─── EXERCISE DATA ───
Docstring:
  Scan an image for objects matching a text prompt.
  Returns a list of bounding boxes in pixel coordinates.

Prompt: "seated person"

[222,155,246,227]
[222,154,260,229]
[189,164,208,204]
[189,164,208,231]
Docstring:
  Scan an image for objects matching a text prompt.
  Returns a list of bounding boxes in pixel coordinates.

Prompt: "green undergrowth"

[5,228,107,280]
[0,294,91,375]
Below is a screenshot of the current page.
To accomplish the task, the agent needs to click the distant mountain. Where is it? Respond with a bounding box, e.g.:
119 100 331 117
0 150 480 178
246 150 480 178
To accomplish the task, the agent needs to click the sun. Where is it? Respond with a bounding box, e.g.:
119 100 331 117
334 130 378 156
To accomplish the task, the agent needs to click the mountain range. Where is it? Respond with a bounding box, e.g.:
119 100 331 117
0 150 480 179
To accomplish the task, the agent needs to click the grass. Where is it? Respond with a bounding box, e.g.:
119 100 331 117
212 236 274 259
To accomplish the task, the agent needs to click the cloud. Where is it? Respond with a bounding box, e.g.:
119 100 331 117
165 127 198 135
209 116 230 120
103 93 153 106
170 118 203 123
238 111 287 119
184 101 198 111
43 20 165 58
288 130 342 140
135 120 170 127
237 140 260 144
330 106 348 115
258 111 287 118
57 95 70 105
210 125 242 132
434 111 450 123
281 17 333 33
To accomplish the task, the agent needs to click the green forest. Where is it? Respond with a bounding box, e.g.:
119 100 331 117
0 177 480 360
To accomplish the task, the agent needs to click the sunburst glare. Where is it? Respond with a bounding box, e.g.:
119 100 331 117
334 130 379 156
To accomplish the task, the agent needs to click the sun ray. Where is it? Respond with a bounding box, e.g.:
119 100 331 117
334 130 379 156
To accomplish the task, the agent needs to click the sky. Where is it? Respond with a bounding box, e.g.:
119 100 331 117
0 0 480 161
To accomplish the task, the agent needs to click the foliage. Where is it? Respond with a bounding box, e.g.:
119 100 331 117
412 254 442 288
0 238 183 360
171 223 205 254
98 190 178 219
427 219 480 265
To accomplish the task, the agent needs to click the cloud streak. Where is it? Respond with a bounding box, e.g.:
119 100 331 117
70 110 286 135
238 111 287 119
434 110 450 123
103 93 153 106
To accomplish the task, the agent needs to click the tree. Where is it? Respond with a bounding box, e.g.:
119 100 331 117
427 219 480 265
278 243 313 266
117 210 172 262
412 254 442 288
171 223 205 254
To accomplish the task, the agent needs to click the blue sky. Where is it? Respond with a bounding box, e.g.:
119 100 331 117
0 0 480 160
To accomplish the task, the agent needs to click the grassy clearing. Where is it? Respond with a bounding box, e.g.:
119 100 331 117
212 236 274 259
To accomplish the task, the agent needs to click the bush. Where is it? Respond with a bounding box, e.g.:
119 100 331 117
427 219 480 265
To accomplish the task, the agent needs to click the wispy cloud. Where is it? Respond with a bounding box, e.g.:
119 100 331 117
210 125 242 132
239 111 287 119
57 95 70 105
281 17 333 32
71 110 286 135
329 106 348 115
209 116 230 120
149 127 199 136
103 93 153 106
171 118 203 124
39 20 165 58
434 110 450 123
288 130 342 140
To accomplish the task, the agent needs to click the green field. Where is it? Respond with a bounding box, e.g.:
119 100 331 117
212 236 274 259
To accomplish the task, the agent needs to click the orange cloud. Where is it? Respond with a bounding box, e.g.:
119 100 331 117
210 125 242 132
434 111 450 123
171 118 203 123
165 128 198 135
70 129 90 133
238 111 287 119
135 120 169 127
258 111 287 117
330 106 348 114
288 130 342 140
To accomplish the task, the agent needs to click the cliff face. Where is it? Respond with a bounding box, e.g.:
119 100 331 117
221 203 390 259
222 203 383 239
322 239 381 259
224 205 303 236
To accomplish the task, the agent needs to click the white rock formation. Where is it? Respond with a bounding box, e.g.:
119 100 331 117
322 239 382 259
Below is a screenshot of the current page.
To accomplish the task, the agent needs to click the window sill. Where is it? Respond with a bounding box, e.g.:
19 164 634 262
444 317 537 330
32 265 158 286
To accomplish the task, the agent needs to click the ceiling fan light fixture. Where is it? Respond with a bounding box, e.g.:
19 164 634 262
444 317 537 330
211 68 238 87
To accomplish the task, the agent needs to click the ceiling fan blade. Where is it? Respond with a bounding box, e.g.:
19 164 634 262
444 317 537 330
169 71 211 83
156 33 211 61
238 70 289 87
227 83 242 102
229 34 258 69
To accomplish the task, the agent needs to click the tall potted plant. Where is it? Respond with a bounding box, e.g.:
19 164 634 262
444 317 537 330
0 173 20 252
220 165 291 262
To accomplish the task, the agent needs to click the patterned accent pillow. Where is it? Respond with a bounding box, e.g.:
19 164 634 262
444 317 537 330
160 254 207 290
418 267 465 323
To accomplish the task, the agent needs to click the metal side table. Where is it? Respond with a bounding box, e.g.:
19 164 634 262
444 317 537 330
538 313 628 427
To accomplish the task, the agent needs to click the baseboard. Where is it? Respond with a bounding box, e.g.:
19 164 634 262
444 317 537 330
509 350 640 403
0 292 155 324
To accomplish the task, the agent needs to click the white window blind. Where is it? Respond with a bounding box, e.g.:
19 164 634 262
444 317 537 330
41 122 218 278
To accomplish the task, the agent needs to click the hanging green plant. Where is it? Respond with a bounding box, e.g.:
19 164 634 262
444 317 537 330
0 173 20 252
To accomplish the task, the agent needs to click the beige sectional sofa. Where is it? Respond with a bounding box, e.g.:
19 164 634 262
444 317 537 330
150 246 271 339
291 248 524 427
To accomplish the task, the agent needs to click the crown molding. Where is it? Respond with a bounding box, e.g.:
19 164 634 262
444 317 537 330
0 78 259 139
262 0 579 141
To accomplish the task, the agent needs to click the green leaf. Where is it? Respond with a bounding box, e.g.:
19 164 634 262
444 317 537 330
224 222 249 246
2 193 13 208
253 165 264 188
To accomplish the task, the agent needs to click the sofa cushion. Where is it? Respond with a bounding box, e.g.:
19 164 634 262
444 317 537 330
───
> [GIVEN INSTRUCTION] Please count the lines in the entries above that contain the string "cloud" and reply with that number alone; case counts.

> [RESULT] 4